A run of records

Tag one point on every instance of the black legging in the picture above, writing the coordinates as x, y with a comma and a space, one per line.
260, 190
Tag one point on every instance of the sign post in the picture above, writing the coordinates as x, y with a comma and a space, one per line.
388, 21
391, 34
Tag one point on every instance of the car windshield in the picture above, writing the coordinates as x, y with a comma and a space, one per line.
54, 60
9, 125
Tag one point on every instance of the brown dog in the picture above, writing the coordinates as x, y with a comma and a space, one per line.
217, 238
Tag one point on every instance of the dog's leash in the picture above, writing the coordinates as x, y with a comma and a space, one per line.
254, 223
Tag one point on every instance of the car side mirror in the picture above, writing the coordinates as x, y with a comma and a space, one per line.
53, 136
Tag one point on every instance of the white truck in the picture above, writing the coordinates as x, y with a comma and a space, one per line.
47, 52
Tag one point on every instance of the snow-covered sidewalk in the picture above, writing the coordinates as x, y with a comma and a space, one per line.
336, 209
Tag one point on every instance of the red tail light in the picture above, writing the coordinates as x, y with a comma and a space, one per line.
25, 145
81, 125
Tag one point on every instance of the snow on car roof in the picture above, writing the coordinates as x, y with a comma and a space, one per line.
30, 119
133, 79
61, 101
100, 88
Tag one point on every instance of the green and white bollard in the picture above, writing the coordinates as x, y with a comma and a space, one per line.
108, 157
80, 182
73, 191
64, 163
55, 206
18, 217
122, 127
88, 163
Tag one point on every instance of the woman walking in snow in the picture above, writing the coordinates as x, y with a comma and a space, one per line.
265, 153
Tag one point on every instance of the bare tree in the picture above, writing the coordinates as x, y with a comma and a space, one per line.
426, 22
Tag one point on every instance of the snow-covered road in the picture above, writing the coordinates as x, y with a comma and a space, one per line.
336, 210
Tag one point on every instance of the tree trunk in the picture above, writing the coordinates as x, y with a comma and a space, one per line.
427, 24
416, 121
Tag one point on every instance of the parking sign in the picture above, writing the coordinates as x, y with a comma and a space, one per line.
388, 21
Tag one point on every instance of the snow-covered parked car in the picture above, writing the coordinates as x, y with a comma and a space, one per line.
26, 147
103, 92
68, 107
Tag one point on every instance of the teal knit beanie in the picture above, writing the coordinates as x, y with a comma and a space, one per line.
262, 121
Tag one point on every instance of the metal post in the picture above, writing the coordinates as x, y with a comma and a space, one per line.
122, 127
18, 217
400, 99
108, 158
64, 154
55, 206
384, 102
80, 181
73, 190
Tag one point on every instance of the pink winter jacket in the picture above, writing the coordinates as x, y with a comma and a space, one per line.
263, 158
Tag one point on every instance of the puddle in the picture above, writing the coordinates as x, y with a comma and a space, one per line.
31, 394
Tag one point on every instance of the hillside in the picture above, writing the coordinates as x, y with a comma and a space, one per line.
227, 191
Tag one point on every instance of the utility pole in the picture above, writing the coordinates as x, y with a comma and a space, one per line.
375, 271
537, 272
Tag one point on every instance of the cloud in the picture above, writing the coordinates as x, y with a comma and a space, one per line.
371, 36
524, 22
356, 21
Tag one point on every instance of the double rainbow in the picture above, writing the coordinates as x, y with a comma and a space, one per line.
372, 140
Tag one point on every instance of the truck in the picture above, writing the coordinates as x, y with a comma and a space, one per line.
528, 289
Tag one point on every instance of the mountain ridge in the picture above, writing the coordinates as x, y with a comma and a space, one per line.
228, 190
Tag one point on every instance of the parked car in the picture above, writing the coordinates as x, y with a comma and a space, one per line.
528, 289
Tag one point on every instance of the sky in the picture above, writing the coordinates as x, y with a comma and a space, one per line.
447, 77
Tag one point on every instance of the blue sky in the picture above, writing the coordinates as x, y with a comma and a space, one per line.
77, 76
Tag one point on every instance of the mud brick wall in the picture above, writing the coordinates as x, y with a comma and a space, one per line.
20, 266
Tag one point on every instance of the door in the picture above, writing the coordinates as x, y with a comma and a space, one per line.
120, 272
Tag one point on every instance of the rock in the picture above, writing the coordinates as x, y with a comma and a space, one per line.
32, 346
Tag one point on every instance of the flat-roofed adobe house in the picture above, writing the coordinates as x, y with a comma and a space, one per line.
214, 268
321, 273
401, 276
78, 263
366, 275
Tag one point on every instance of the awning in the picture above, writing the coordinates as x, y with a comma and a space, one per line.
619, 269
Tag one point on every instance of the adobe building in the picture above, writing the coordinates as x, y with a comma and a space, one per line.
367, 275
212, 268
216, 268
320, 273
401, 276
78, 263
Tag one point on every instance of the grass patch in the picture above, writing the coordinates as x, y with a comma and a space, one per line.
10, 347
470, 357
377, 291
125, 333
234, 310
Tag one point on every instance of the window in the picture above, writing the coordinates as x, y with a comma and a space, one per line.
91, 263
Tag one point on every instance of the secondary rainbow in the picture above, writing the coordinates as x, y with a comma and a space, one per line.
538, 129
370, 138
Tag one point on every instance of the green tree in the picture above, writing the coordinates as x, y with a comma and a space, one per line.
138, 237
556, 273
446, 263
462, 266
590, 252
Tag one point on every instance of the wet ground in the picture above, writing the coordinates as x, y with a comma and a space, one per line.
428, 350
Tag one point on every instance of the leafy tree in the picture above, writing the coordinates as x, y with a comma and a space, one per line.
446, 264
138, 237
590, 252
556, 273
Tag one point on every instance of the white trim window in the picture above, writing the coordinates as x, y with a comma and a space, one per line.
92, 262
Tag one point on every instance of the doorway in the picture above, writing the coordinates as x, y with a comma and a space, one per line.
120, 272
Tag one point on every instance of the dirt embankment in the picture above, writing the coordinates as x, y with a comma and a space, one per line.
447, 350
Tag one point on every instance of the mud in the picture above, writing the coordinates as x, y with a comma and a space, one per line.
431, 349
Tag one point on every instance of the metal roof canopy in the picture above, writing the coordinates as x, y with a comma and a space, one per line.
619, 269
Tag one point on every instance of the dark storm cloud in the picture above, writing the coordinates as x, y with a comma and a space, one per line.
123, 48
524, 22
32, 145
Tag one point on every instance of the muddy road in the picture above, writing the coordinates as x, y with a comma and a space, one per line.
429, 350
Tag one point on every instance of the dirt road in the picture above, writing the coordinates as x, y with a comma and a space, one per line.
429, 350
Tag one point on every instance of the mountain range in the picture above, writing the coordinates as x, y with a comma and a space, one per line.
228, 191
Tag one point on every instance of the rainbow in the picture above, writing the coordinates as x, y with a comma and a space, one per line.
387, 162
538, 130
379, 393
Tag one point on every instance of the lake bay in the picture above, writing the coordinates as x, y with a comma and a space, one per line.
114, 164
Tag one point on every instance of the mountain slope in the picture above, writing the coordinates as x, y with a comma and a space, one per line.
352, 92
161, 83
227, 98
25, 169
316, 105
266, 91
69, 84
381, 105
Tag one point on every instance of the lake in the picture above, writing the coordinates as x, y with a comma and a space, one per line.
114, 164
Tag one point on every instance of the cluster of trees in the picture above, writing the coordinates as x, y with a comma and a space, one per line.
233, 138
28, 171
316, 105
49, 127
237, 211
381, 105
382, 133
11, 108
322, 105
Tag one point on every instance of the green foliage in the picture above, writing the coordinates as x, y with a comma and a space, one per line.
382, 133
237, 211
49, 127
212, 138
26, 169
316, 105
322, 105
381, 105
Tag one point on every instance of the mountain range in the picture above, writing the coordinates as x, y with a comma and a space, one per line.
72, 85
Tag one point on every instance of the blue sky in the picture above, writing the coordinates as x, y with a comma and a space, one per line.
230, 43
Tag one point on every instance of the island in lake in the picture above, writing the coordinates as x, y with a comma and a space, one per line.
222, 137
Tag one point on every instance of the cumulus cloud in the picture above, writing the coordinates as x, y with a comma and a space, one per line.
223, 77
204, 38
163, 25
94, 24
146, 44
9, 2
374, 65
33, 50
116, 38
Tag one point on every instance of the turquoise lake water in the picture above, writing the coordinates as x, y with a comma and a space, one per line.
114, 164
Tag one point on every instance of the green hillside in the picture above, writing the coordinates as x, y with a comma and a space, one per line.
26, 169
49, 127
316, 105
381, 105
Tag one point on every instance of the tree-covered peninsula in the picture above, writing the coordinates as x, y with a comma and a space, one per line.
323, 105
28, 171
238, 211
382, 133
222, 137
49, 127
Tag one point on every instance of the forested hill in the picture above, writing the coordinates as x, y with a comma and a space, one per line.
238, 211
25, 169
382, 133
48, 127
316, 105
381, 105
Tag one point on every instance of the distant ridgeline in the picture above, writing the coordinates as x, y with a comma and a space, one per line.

» **Problem statement**: Everything from the line with "Tag one point on every instance of the island" through the last line of the material above should be echoed exactly, and nothing else.

» **Response to this task**:
Tag one point on every instance of the island in lake in the picture above, writing the coordinates as x, y with a comma and a space, one per line.
222, 137
Tag one point on every instance of the cumulus cloud in the picture above, writing the coordinates as x, y with a comma and a space, one per line.
223, 77
204, 38
163, 25
94, 24
146, 44
9, 2
374, 65
33, 50
116, 38
Tag one point on every instance of the turquoise lake water in the picture above, writing the coordinates as x, y with a comma and a space, one per line.
114, 164
Tag one point on every instance of the green hillside in the picture above, writing the coordinates as x, y with a comma and a space, one per line.
26, 169
49, 127
316, 105
381, 105
Tag one point on every instance of the tree-covered peninsula in the picture above, writing the coordinates as x, y with a comma and a space, one per line.
323, 105
28, 171
238, 211
382, 133
222, 137
49, 127
Tag one point on every instance of the forested hill in the picture above, writing the coordinates as x, y with a comma and a space, one per line.
238, 211
25, 169
382, 133
48, 127
316, 105
381, 105
Tag one point on every instance of the distant ridgeline in the picture above, writing the coordinates as x, y with a comma and a space, one per line.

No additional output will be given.